• EXERCISE AIM
Reproduce each of the items below word for word, including all of them, and omit the picture from your reply.

━━━━━ EXTRACTED ENTRIES ━━━━━

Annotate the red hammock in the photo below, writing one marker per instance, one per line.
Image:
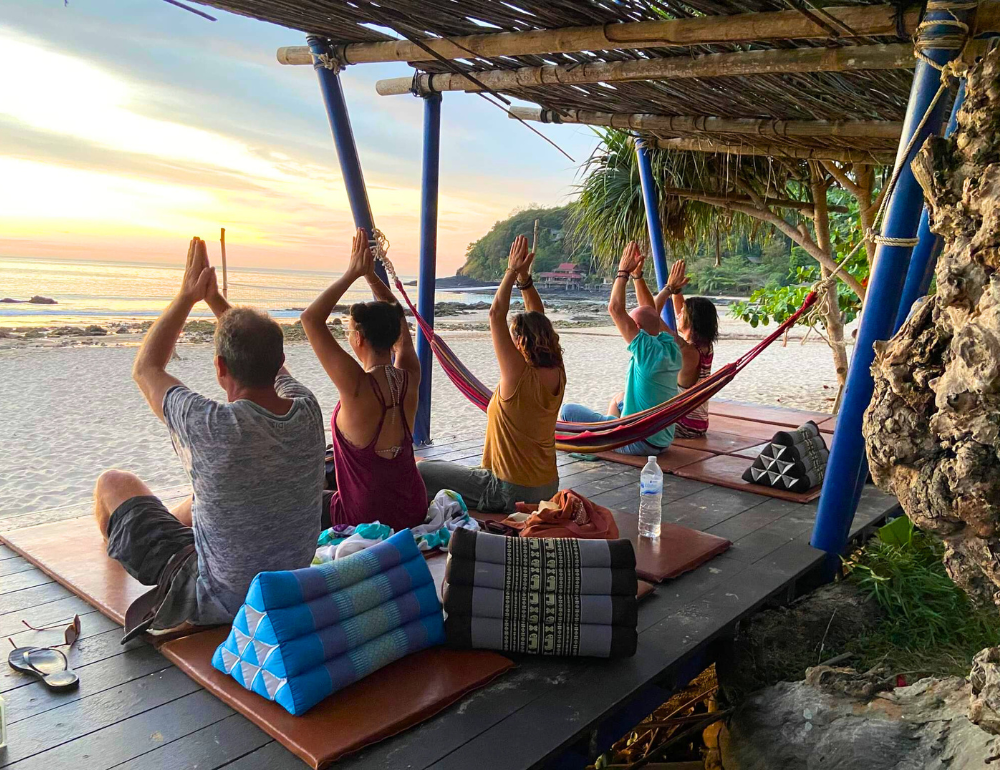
(603, 436)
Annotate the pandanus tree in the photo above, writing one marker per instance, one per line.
(822, 208)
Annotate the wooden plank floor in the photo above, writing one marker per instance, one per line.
(135, 710)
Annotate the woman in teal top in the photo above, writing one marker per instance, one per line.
(657, 357)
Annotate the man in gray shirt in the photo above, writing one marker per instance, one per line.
(256, 465)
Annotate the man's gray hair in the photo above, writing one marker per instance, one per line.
(251, 343)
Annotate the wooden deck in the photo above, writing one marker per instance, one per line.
(135, 710)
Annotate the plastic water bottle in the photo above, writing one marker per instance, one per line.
(650, 495)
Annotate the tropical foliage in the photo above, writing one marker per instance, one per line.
(486, 259)
(779, 299)
(611, 212)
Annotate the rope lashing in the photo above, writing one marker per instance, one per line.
(334, 57)
(951, 70)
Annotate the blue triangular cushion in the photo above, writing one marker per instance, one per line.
(337, 623)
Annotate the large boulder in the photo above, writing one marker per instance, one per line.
(932, 431)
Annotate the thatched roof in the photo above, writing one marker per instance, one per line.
(865, 95)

━━━━━

• RESULT OF THIS TASK
Annotate the red hammock in the photo below, writing one marker per instance, one per line.
Image:
(603, 436)
Annotate the pandanus tree in the photo above, writing one marker per instance, one per line.
(822, 208)
Annotate the wooden plank floor in the photo above, writing one marker per instance, one per line.
(135, 710)
Annotate the woman in teal top in the photo above, writing one marker per instance, one per line.
(657, 357)
Annotate the man in gray shirt in the photo above, writing one marker per instance, one per line.
(256, 465)
Annotate the man's gray hair in the photo above, writing one marker per instance, one per line.
(251, 343)
Annotate the wooden deck in the photo above, writing one marker per instance, one per line.
(135, 710)
Annotate the plastic water bottle in the photo above, writing one marker per instance, one per line.
(650, 495)
Annotate the tropical foliage in the photo above, writing one marker per instance, one per line.
(486, 259)
(779, 299)
(611, 212)
Annotate the rope lashing in the photo above, writing one marker per instance, one per line.
(334, 57)
(951, 70)
Annotate the blue triangular cushion in the photo above, writing one marker per instance, one per line.
(337, 623)
Annotate the large boulder in the photo above, writing one marker per instance, one per line.
(932, 431)
Annotate the thatched roof in the photo above, writing one marker per instance, one per line.
(865, 95)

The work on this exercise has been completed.